_AIM_
Reproduce the records. Keep every word exact and include no images.
[BEGIN INPUT]
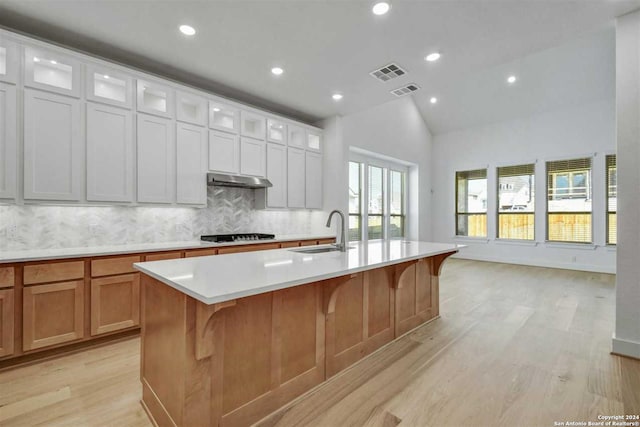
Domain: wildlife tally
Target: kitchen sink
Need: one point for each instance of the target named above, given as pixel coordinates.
(313, 250)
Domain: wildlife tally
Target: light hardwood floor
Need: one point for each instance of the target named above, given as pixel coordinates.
(515, 345)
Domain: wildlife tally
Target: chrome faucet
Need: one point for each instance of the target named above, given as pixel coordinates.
(343, 230)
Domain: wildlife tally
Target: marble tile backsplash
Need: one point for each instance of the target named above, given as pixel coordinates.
(229, 210)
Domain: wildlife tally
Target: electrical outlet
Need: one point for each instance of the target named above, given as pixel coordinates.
(94, 228)
(12, 232)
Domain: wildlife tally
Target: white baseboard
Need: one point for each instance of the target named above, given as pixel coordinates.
(535, 263)
(625, 347)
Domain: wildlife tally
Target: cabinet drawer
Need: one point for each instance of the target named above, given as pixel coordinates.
(326, 241)
(111, 266)
(115, 303)
(200, 252)
(163, 256)
(52, 314)
(6, 322)
(290, 244)
(7, 277)
(53, 272)
(249, 248)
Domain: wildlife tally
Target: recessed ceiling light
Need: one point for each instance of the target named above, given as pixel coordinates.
(432, 57)
(380, 8)
(187, 30)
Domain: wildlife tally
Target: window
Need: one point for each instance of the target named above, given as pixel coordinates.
(516, 202)
(376, 201)
(377, 198)
(355, 201)
(396, 204)
(569, 201)
(612, 200)
(471, 203)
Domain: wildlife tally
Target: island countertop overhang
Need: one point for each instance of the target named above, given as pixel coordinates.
(219, 278)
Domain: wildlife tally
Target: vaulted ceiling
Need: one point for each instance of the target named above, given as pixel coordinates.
(562, 52)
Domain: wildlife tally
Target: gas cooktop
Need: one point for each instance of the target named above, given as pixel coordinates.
(239, 237)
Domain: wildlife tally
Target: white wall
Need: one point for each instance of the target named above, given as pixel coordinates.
(229, 210)
(397, 130)
(565, 134)
(626, 339)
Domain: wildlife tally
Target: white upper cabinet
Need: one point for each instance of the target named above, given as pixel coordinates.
(276, 131)
(313, 180)
(53, 147)
(8, 142)
(252, 157)
(110, 151)
(156, 159)
(109, 86)
(8, 61)
(224, 152)
(52, 71)
(314, 141)
(277, 174)
(224, 117)
(191, 156)
(295, 178)
(252, 125)
(297, 137)
(155, 98)
(191, 108)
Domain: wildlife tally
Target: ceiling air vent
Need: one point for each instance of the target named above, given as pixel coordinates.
(405, 90)
(388, 72)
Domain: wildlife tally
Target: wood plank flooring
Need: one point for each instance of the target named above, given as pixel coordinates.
[END INPUT]
_THE ANSWER_
Domain: wildlife tally
Target: kitchen sink
Need: one point for each instance of the target named above, given as pixel coordinates.
(313, 250)
Domain: wildlife tally
Target: light hardwood floor
Need: one point for each instance of the target named above, given as pixel coordinates.
(515, 345)
Domain: wildlife tally
Target: chrome faucet
Need: one point for each instance of the target named above, given as pixel coordinates.
(343, 230)
Domain: wildlife tally
Target: marble tile backsplash
Need: one point for each instance of the target named above, given as pixel coordinates.
(229, 210)
Domain: wildlife tally
Target: electrical outlet
Need: one point for each instance of the target named above, given as pixel coordinates.
(94, 228)
(12, 232)
Domain: wildlife tally
Target: white baseboard
Need: one point for each instance of the target named above, given as pixel coordinates.
(535, 263)
(625, 347)
Domain: wildlife tally
Target: cabinet drawer
Need: one point for each instance of the target named above, given as pixel coordinates.
(326, 241)
(111, 266)
(115, 303)
(200, 252)
(163, 256)
(52, 314)
(6, 322)
(290, 244)
(7, 277)
(53, 272)
(249, 248)
Domain: wildlife tally
Target: recessed ceiling light
Need: one point for each instance of the target named above, given as pixel coordinates.
(432, 57)
(380, 8)
(187, 30)
Domain: wildlife tally
Target: window
Need: one point for each instance of the target named above, given as pixel coordinates.
(516, 202)
(376, 201)
(377, 198)
(355, 201)
(396, 204)
(569, 201)
(612, 200)
(471, 203)
Domain: wildlife tally
Target: island countertop overhang
Need: one point for each instance of the target named above, given as pixel coordinates.
(219, 278)
Domain: wildlife tally
Target: vaulted ceiling
Need: one point for each instance of the target named above, given as pixel coordinates.
(562, 52)
Domain: wildlife tally
Target: gas cooktop
Need: one point for each instance of the target named above, given as pixel coordinates.
(239, 237)
Domain: wildlife tally
Target: white wall
Need: one point for each instance of the target named above, given as pixel coordinates.
(229, 210)
(397, 130)
(565, 134)
(626, 339)
Domain: wildlife tally
Target: white upper cabinet
Need: one point for each instance of the target named above, given as pixel coordinates.
(276, 131)
(313, 180)
(53, 147)
(8, 142)
(252, 157)
(110, 151)
(156, 159)
(109, 86)
(8, 61)
(224, 152)
(52, 71)
(314, 141)
(277, 174)
(224, 117)
(191, 156)
(295, 178)
(252, 125)
(297, 137)
(155, 98)
(191, 108)
Domain: wildlife tally
Target: ceiling air vent
Need: one point for each instance of the target named above, given as pixel coordinates.
(405, 90)
(388, 72)
Domain: wildlife tally
Target: wood plank flooring
Need: one point for each instance of the target named above, given as pixel coordinates.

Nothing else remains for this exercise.